### Excerpt
Listen: How to Maximize Municipal Energy Options for Santa Fe

Date: 23 Jan 2015 | posted in: Energy, Energy Self Reliant States | 0 Facebooktwitterredditmail

Santa Fe, NM, is battling with its electric utility, PNM, over the utility’s continued heavy reliance on large-scale fossil fuel power plants in a state with some of the best sun and wind resources in the country. Director of Democratic Energy John Farrell joined Santa Fe City Councilor Patti Bushee to discuss options for Santa Fe’s energy future with host David Bacon in this January 22, 2015, program.


Want to learn more about the battle in Santa Fe? Check out our interview with Mariel Nanasi of New Energy Economy from January 2014 and read on for more background on the clean energy potential for this southwestern city.

Huge Clean Energy Potential

How much energy could Santa Fe citizens expect from renewable energy?

A lot.

The following map shows the potential for rooftop solar on residential and commercial roofs alone to meet electricity demand in New Mexico. More than a quarter of the entire electric demand could be met with rooftop solar arrays.

local solar potential NM ilsr

And what about wind power? New Mexico can get 89 times more electricity from its wind resource than it uses on an annual basis.

### Job
Please answer these questions on the Santa Fe energy text:
1. Which electric utility is Santa Fe battling?
2. What share of New Mexico's electric demand could rooftop solar on residential and commercial roofs meet?
3. How many times more electricity than it uses each year can New Mexico get from its wind resource?

(Excerpts of bounding box data)
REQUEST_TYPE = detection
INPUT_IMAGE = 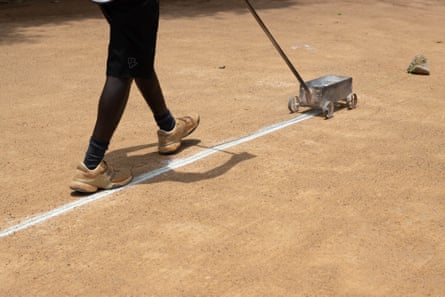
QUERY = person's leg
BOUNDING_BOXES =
[70,76,132,193]
[135,71,176,131]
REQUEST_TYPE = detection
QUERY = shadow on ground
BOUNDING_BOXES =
[106,139,255,184]
[71,139,256,197]
[0,0,307,44]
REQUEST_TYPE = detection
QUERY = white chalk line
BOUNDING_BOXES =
[0,111,319,238]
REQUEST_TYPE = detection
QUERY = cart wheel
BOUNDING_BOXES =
[287,96,300,113]
[346,93,357,109]
[323,101,334,119]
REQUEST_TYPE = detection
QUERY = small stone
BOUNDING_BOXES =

### Answer to this task
1. PNM
2. More than a quarter
3. 89 times